Problem statement
Lay out every line of the items below as a Markdown table with two columns, Row and Text: Row gives the running line number and Text holds the line itself. Leave out blank lines.

━━━━━ Data entries

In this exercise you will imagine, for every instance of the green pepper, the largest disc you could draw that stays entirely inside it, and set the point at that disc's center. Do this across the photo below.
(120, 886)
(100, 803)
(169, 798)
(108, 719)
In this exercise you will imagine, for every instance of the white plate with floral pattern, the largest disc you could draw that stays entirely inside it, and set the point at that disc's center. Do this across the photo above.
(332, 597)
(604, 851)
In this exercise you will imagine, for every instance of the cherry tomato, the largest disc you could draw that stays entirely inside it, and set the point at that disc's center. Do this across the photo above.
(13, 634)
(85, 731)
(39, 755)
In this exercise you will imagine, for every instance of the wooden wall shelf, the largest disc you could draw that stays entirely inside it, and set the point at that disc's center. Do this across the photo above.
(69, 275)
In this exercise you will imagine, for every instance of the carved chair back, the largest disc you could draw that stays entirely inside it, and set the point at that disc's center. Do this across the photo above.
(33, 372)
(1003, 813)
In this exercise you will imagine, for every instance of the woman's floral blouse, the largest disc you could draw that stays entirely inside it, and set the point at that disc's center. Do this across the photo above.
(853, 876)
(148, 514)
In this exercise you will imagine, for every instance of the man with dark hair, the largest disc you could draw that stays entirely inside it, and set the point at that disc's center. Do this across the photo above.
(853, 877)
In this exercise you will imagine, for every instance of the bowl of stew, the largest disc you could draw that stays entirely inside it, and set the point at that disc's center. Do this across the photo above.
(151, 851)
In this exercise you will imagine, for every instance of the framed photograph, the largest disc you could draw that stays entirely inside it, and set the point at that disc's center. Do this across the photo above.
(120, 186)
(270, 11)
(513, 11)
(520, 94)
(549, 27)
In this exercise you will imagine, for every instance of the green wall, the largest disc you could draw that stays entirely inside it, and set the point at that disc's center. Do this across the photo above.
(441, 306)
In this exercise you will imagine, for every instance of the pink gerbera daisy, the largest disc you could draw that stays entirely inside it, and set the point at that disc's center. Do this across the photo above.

━━━━━━━━━━

Written answer
| Row | Text |
|---|---|
| 1 | In this exercise you will imagine, for every instance of the green pepper, the largest disc you could draw that stays entirely inside it, and set the point at that disc's center. Do this across the photo below. |
| 2 | (120, 886) |
| 3 | (100, 803) |
| 4 | (169, 798) |
| 5 | (108, 719) |
| 6 | In this exercise you will imagine, for every instance of the white plate with floral pattern, the largest disc you could draw that stays entirely inside it, and set the point at that disc's center. Do this across the photo above. |
| 7 | (332, 597) |
| 8 | (604, 851) |
| 9 | In this exercise you will imagine, for every instance of the cherry tomato, the largest disc you could draw that stays entirely inside it, and set the point at that disc's center. Do this across the photo above. |
| 10 | (13, 634) |
| 11 | (85, 731) |
| 12 | (39, 755) |
| 13 | In this exercise you will imagine, for every instance of the wooden wall shelf, the largest disc you could draw that stays entirely inside it, and set the point at that disc's center. Do this across the photo above. |
| 14 | (69, 275) |
| 15 | In this exercise you will imagine, for every instance of the carved chair back, the largest disc you could draw that stays entirely inside it, and set the point at that disc's center. Do this across the photo above. |
| 16 | (33, 372) |
| 17 | (1003, 813) |
| 18 | In this exercise you will imagine, for every instance of the woman's floral blouse, the largest disc you could draw that stays entirely inside it, and set the point at that disc's center. Do this across the photo above. |
| 19 | (853, 876) |
| 20 | (148, 514) |
| 21 | In this exercise you will imagine, for every instance of the man with dark hair, the largest disc you could draw that stays entirely inside it, and set the point at that disc's center. Do this across the photo above. |
| 22 | (853, 877) |
| 23 | In this exercise you will imagine, for every instance of the bowl of stew, the largest disc you could draw that stays entirely inside it, and set the point at that disc's center. Do this across the photo above. |
| 24 | (151, 851) |
| 25 | In this exercise you will imagine, for every instance of the framed photograph, the largest disc you could draw that stays entirely inside it, and set the point at that disc's center. Do this across the photo above. |
| 26 | (120, 186) |
| 27 | (270, 11) |
| 28 | (513, 11) |
| 29 | (520, 94) |
| 30 | (549, 27) |
| 31 | In this exercise you will imagine, for every instance of the green wall, the largest disc you could draw that stays entirely inside it, and set the point at that disc's center. Do this across the photo above. |
| 32 | (441, 306) |
| 33 | In this exercise you will imagine, for every instance of the pink gerbera daisy, the largest disc you could draw that stays entirely inside it, and set the point at that disc's center. Do this across the photo above. |